Problem requirements>
All of the data should be restated word for word.

Data supplied>
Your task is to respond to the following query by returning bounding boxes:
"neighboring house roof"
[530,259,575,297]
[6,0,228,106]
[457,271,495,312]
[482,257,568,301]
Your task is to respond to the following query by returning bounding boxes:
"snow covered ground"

Answer to the problem>
Your task is to respond to the following query by returning bounding boxes:
"neighboring house roof"
[530,259,575,297]
[6,0,228,106]
[457,271,495,312]
[482,257,568,301]
Your task is to respond to the following query by returning bounding boxes:
"snow covered ground"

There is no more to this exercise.